§ EXCERPT TO READ

The Tennessee Valley Authority wants to boost the amount of zero-carbon energy on its grid by more than 10 percent this decade as it continues to move toward a cleaner fleet.
The nation’s largest public power utility yesterday issued a clean energy procurement request for carbon dioxide-free electricity. The power would serve TVA’s seven-state territory in the Southeast, but it could come from outside the region. TVA is casting a wide net for technologies that don’t emit CO2 as it continues its transition away from fossil fuels.
Under the plan, TVA will add up to 5,000 megawatts of clean energy as part of its overall strategy to cut carbon from its portfolio. TVA has roughly 35,000 MW to 38,000 MW of capacity daily through its own generation and power purchases from other places. The 5,000 MW will make up a significant piece of TVA’s future electricity mix — and executives said it will help the utility reach its decarbonization goals faster.
“This gives us a chance to see what’s in the realm of possibility in the near term and help us meet our goals of a clean system,” Don Moul, TVA’s chief operating officer, said in an interview.
TVA got more than half of its electricity from carbon-free resources — nuclear and hydroelectric power — in 2021 and has a goal to cut carbon emissions 80 percent from 2005 levels by 2035. It also aims to be a net-zero utility by 2050.
The deadline for carbon-free proposals is Oct. 19, and TVA said it will announce which projects it has chosen in the spring of 2023.
The utility has its share of critics, however, for turning to natural gas as a replacement for its remaining coal plants and for appearing to not be in lockstep with the Biden administration’s goals to decarbonize the power sector by 2035. Electric companies nationwide are using natural gas as a “bridge” fuel between coal and emerging technologies. Natural gas is cleaner than coal for power generation, but it still has greenhouse gas emissions.
“The utility wants to claim clean energy cred, and meanwhile it’s in the middle of a massive gas buildout,” said Gaby Sarri-Tobar, energy justice campaigner of the Center for Biological Diversity.
TVA previously said it planned to add 10,000 MW of solar to its grid by 2035, according to a 2019 long-term energy plan. The new carbon-free capacity that TVA is seeking will be in addition to the 10,000 MW for whatever sources don’t come from solar. Any resources that come from solar will help TVA toward its 10,000 MW goal, Moul said.
“We’re really interested in testing the market,” said Doug Perry, TVA’s senior vice president for commercial energy solutions, in an interview. “What’s in development that we really don’t know about? That part will be very exciting.”
TVA sells wholesale electricity to municipalities and electric cooperatives across the Tennessee Valley and directly to some large industrial customers. Many of the utility’s larger customers — ranging from manufacturers to universities to technology companies — have their own carbon-reduction or renewable energy goals and are relying on TVA to help with that, officials said.

§ DATASET EXCERPT
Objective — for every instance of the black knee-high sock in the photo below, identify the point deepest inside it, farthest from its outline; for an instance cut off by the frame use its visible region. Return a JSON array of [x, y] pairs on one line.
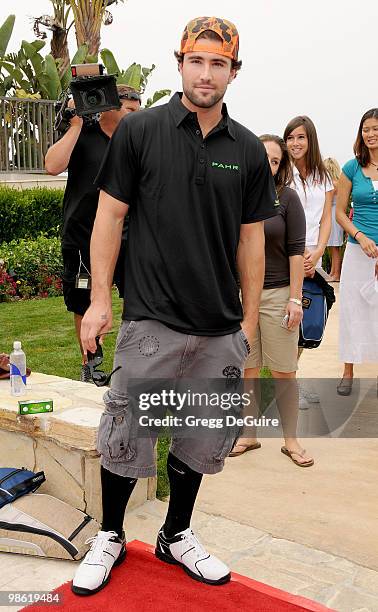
[[185, 483], [116, 491]]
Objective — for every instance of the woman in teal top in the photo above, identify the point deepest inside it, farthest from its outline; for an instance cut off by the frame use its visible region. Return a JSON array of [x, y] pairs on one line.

§ TASKS TO PERFORM
(a) In the TVA article, by how many megawatts of clean energy does TVA plan to expand under its procurement plan?
(b) Print the TVA article from "The deadline for" up to and including "greenhouse gas emissions.".

§ SOLUTIONS PER TASK
(a) Up to 5,000 megawatts.

(b)
The deadline for carbon-free proposals is Oct. 19, and TVA said it will announce which projects it has chosen in the spring of 2023.
The utility has its share of critics, however, for turning to natural gas as a replacement for its remaining coal plants and for appearing to not be in lockstep with the Biden administration’s goals to decarbonize the power sector by 2035. Electric companies nationwide are using natural gas as a “bridge” fuel between coal and emerging technologies. Natural gas is cleaner than coal for power generation, but it still has greenhouse gas emissions.